**O que se pede**
Conte quantas linhas dos registros contêm a palavra "nose", diferenciando maiúsculas de minúsculas, e informe apenas esse número.
********************
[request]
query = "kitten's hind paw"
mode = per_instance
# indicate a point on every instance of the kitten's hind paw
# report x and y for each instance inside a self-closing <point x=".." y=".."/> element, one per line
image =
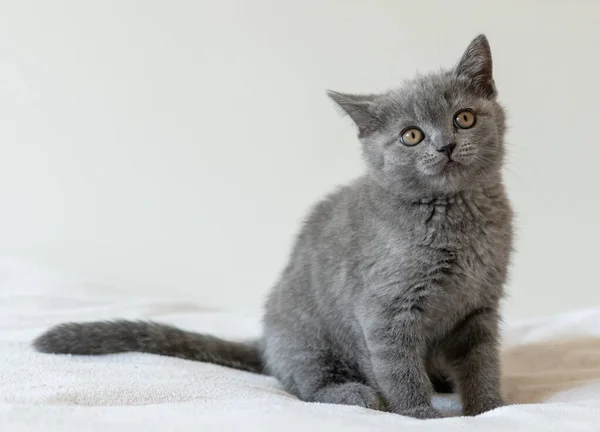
<point x="422" y="412"/>
<point x="351" y="394"/>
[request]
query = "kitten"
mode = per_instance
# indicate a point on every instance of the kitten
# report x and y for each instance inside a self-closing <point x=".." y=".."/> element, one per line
<point x="395" y="279"/>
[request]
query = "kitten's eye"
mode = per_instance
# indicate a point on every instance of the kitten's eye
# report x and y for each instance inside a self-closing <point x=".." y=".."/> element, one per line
<point x="465" y="119"/>
<point x="411" y="136"/>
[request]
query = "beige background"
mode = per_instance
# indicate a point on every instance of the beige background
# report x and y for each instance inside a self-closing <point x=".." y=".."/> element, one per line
<point x="173" y="147"/>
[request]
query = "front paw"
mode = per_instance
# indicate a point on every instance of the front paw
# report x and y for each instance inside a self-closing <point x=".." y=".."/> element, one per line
<point x="422" y="412"/>
<point x="479" y="407"/>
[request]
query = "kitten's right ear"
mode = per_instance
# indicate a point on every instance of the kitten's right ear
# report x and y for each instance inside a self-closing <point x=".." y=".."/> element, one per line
<point x="360" y="108"/>
<point x="476" y="65"/>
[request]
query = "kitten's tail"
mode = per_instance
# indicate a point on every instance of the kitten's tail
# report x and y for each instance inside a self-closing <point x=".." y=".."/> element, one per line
<point x="107" y="337"/>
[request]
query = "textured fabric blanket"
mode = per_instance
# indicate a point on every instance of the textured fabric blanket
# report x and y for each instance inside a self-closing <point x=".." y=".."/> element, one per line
<point x="551" y="373"/>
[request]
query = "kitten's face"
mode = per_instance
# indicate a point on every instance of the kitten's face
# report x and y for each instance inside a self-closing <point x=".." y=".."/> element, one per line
<point x="439" y="134"/>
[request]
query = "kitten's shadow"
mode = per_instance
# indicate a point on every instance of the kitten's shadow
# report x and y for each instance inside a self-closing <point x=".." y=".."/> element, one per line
<point x="534" y="372"/>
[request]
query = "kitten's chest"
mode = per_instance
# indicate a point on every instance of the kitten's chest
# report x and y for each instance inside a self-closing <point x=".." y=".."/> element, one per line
<point x="468" y="244"/>
<point x="452" y="257"/>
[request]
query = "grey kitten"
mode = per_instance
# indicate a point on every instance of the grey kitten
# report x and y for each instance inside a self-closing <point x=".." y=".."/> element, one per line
<point x="395" y="280"/>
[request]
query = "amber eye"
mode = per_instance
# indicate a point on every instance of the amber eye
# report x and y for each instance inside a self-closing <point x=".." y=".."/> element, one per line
<point x="465" y="119"/>
<point x="411" y="136"/>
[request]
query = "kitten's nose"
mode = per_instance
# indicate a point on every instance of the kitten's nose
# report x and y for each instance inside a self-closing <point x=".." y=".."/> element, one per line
<point x="448" y="149"/>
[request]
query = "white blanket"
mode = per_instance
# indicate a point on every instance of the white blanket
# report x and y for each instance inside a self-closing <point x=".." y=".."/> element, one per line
<point x="551" y="373"/>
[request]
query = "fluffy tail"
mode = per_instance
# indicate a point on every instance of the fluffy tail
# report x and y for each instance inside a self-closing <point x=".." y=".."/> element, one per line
<point x="107" y="337"/>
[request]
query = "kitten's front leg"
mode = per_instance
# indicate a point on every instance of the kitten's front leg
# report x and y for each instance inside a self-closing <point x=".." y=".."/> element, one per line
<point x="473" y="352"/>
<point x="396" y="347"/>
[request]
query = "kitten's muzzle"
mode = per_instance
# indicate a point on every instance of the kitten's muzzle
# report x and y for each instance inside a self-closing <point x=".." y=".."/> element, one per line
<point x="447" y="149"/>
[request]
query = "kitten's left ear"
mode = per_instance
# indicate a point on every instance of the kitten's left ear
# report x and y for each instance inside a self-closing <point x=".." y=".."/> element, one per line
<point x="476" y="65"/>
<point x="360" y="108"/>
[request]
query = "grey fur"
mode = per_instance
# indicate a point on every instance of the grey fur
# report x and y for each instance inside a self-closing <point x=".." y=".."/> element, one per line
<point x="395" y="280"/>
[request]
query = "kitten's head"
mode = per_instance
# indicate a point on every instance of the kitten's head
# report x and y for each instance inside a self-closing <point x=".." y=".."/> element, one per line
<point x="439" y="134"/>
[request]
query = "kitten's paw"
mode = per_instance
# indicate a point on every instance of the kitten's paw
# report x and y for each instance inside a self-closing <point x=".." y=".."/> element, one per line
<point x="481" y="406"/>
<point x="351" y="394"/>
<point x="422" y="412"/>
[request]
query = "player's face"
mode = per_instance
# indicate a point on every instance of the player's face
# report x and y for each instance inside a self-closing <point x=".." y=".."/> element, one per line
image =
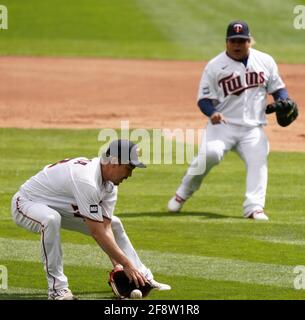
<point x="120" y="172"/>
<point x="238" y="49"/>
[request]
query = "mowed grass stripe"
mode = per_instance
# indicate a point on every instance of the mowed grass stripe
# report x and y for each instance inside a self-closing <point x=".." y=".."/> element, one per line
<point x="210" y="268"/>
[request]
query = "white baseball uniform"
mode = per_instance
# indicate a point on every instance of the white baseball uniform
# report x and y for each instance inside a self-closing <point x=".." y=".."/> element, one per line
<point x="61" y="195"/>
<point x="239" y="92"/>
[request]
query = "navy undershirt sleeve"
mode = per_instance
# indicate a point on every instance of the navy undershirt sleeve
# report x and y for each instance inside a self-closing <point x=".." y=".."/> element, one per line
<point x="206" y="106"/>
<point x="280" y="94"/>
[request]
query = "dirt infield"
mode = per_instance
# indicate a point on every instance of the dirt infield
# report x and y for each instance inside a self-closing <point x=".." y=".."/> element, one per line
<point x="98" y="93"/>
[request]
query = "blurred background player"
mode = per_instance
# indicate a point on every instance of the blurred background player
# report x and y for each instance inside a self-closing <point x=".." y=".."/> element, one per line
<point x="233" y="94"/>
<point x="80" y="195"/>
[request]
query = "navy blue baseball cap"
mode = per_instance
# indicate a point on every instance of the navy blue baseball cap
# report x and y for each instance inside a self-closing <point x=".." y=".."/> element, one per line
<point x="125" y="152"/>
<point x="238" y="30"/>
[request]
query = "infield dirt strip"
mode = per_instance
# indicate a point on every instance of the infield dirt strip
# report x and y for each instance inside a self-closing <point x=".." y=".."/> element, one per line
<point x="99" y="93"/>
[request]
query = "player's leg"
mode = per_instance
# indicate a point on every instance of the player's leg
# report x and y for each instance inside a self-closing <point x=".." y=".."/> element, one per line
<point x="253" y="149"/>
<point x="41" y="219"/>
<point x="216" y="141"/>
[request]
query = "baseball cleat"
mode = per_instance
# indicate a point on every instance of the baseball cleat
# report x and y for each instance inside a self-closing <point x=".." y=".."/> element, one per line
<point x="159" y="286"/>
<point x="62" y="294"/>
<point x="258" y="215"/>
<point x="175" y="203"/>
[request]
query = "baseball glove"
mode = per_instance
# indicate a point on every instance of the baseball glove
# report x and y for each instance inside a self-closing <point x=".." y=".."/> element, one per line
<point x="121" y="286"/>
<point x="286" y="111"/>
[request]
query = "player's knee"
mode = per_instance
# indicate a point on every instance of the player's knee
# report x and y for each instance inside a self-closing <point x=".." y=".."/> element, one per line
<point x="52" y="220"/>
<point x="116" y="225"/>
<point x="214" y="156"/>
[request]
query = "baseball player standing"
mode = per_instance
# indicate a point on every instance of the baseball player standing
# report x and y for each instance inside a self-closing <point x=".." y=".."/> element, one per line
<point x="80" y="194"/>
<point x="232" y="93"/>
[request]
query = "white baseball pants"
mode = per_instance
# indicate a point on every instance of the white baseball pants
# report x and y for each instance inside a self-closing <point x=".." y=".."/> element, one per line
<point x="40" y="218"/>
<point x="252" y="146"/>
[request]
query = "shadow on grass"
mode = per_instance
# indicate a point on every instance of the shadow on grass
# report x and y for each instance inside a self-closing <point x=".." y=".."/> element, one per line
<point x="207" y="215"/>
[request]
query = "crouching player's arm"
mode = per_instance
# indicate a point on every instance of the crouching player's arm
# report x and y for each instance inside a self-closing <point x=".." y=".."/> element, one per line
<point x="103" y="235"/>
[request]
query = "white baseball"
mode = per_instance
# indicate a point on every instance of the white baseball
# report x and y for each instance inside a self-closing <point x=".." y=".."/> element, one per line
<point x="136" y="294"/>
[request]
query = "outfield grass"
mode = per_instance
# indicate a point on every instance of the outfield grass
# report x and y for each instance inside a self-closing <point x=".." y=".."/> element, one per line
<point x="209" y="243"/>
<point x="174" y="29"/>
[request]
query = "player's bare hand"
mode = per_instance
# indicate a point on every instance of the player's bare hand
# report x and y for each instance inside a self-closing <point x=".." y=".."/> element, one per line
<point x="217" y="118"/>
<point x="135" y="275"/>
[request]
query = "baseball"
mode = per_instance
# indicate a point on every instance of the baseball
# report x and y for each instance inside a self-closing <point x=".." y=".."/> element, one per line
<point x="136" y="294"/>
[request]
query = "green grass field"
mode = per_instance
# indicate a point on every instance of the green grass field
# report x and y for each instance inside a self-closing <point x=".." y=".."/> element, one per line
<point x="208" y="251"/>
<point x="173" y="29"/>
<point x="208" y="243"/>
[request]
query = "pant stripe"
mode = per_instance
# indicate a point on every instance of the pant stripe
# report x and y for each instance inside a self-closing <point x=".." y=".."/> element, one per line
<point x="42" y="239"/>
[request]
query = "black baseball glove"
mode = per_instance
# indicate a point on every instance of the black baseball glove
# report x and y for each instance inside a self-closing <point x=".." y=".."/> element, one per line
<point x="121" y="286"/>
<point x="286" y="111"/>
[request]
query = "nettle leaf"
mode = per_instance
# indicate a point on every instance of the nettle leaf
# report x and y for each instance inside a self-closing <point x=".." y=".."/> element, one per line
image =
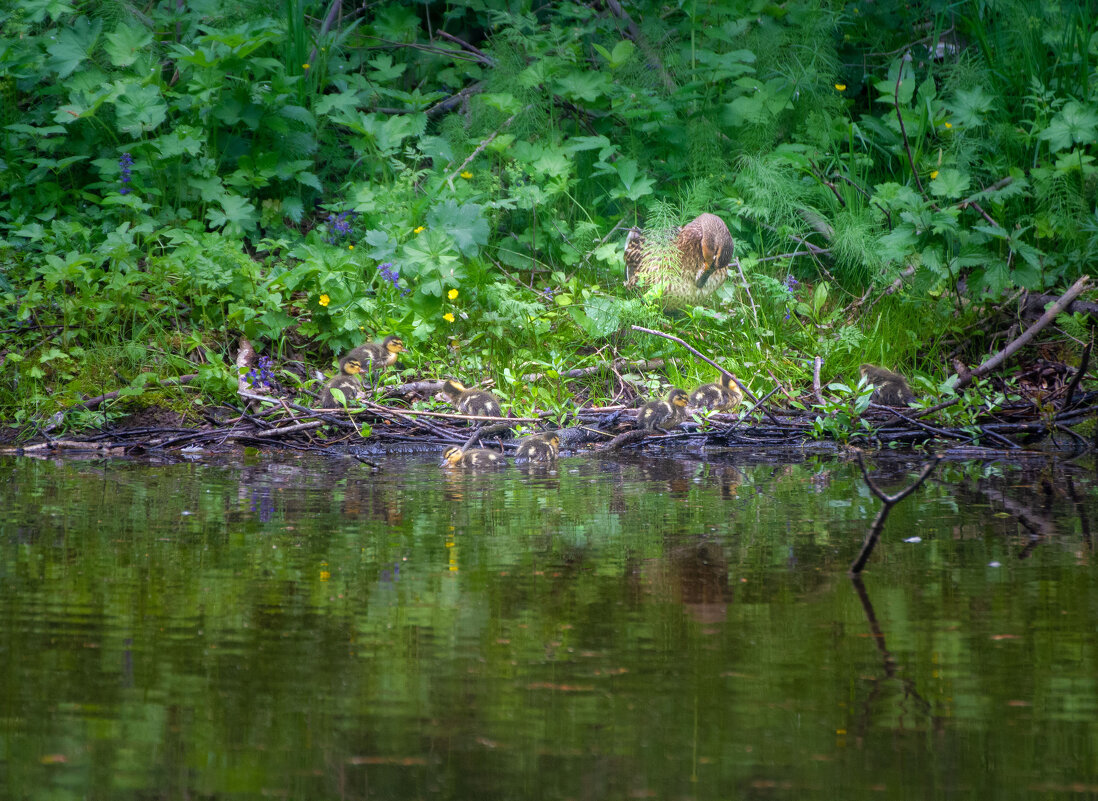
<point x="37" y="10"/>
<point x="74" y="45"/>
<point x="636" y="187"/>
<point x="585" y="87"/>
<point x="465" y="223"/>
<point x="139" y="110"/>
<point x="896" y="196"/>
<point x="950" y="183"/>
<point x="1074" y="124"/>
<point x="382" y="248"/>
<point x="125" y="44"/>
<point x="235" y="210"/>
<point x="970" y="105"/>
********************
**Resposta do exercício**
2